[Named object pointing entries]
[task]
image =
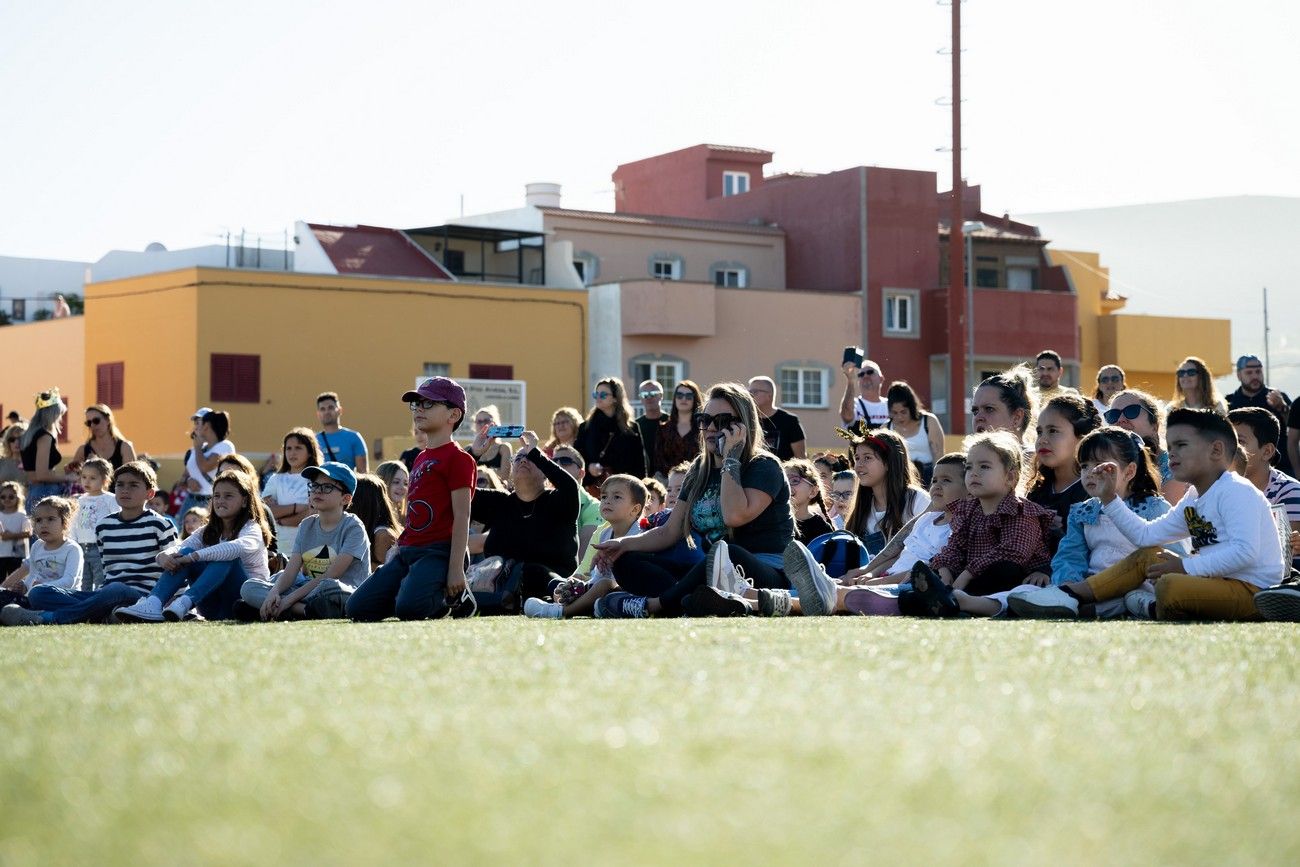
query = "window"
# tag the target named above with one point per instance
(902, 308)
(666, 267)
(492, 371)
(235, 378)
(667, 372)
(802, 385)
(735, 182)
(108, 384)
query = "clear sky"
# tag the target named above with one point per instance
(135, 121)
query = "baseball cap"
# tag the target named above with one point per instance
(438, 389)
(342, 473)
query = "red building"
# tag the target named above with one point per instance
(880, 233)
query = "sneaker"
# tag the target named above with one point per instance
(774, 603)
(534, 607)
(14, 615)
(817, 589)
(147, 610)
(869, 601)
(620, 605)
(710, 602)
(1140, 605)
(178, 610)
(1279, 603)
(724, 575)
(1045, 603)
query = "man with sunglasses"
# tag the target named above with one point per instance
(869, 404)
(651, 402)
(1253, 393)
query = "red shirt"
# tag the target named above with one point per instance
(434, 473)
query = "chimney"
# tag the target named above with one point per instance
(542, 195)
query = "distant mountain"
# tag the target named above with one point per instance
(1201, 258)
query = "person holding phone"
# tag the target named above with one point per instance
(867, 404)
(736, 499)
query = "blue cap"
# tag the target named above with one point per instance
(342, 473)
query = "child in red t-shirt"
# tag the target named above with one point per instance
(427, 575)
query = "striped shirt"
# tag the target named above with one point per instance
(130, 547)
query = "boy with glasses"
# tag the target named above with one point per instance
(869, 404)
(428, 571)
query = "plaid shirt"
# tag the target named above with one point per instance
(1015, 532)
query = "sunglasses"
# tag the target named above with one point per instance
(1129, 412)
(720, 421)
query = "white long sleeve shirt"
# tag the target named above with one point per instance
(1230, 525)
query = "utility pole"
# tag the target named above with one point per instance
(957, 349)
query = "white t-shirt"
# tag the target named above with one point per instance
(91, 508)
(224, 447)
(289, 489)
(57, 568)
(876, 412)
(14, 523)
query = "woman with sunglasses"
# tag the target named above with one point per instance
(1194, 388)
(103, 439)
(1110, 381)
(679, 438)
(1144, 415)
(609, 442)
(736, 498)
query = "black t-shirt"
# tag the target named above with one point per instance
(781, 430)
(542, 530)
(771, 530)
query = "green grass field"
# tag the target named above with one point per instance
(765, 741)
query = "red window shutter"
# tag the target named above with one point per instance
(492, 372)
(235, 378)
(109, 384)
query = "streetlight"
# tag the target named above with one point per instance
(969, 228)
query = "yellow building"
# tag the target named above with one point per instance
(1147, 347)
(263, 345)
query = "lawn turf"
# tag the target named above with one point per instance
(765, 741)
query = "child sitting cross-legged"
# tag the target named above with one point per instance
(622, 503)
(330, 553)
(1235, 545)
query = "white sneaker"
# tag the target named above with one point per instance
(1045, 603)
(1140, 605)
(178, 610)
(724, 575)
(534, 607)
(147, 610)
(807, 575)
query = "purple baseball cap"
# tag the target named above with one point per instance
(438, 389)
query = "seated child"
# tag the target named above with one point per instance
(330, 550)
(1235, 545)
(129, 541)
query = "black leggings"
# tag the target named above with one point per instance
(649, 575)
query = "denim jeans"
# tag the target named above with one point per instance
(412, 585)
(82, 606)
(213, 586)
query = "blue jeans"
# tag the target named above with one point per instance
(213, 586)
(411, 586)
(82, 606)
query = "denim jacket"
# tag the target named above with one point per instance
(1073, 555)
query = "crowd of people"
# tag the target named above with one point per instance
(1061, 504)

Exercise description: Transcribe the listing above verbatim. Omit the pictures.

Finished exercise:
[task]
image =
query = "window"
# tag the target named above with one point per instance
(902, 308)
(666, 267)
(492, 371)
(235, 378)
(667, 372)
(802, 385)
(735, 182)
(108, 384)
query = "clear sky"
# tag the target named above with one point per instance
(135, 121)
query = "baseball cap"
# tag the target named above with one point per instance
(438, 389)
(342, 473)
query = "red building"
# tag the target named above with one point per instance
(880, 233)
query = "sneaker"
# tag the target named above with one point per instance
(774, 603)
(534, 607)
(14, 615)
(817, 589)
(147, 610)
(869, 601)
(620, 605)
(710, 602)
(1140, 605)
(178, 610)
(1279, 603)
(724, 575)
(1045, 603)
query = "man with sunglasses"
# tag the target named above with one point per instance
(869, 404)
(651, 402)
(1253, 393)
query = "red shirt"
# tag the target named above with one point per instance
(434, 473)
query = "chimney"
# tag the target named above with one point per instance
(542, 195)
query = "distant mountain"
# tag the target named above with one point per instance
(1201, 258)
query = "person holding phone"
# tag the target named above with one point per instance
(867, 404)
(736, 499)
query = "blue cap"
# tag the target named above with one point per instance
(342, 473)
query = "child in red t-shirt"
# tag the target named above with one point per instance
(427, 575)
query = "striped shirt"
# tag the target named above with one point per instance
(130, 547)
query = "boy with glasses"
# tag the target named above with one point per instance
(869, 404)
(428, 571)
query = "plaid shirt"
# tag the target named above with one point per instance
(1015, 532)
query = "sunglasses"
# tag the target named above with one point per instance
(1129, 412)
(720, 421)
query = "white long sleeve shirt"
# tag the target named above with one point per instance
(1230, 525)
query = "utility pole"
# tag the target named above with one point per instance
(957, 349)
query = "white t-shirt"
# tag the target named above with one point per instance
(91, 508)
(224, 447)
(289, 489)
(57, 568)
(876, 412)
(14, 523)
query = "woman with sunglasses"
# tag the target named above with one point per instance
(1194, 388)
(103, 439)
(1110, 381)
(679, 438)
(1144, 415)
(609, 442)
(736, 498)
query = "black t-shirt"
# tag the target named above with one point per instance
(781, 430)
(542, 530)
(771, 530)
query = "green grass field"
# tag the target named above with one point per instance
(765, 741)
query = "red window shutter"
# tag the target named above with one point per instance
(492, 372)
(235, 378)
(109, 384)
query = "streetlight"
# tag the target named above with one point per instance
(969, 228)
query = "yellow building"
# tag the target named above with one point per instance
(1147, 347)
(263, 345)
query = "lawn turf"
# tag the target named above with one point per instance
(765, 741)
query = "child sitting cross-legged"
# tag the target named above with one point per instance
(622, 503)
(330, 553)
(1235, 545)
query = "white sneaker"
# tag the target named above with one point per instance
(1045, 603)
(1140, 605)
(178, 610)
(724, 575)
(534, 607)
(147, 610)
(807, 575)
query = "purple baseball cap"
# tag the target named above with one point per instance
(438, 389)
query = "seated child"
# tag the target named above with one point per instance
(330, 550)
(1235, 545)
(129, 541)
query = "black leggings"
# tag the target named above with one point per instance
(649, 575)
query = "denim jeans"
# tag the target named above with one point per instance
(412, 585)
(82, 606)
(213, 586)
query = "blue jeans"
# tag the target named above with one point per instance
(213, 586)
(411, 586)
(82, 606)
query = "denim jacket"
# tag the target named above with one point per instance
(1073, 555)
query = "crowd of people"
# tag the target named above with one point per instance
(1061, 504)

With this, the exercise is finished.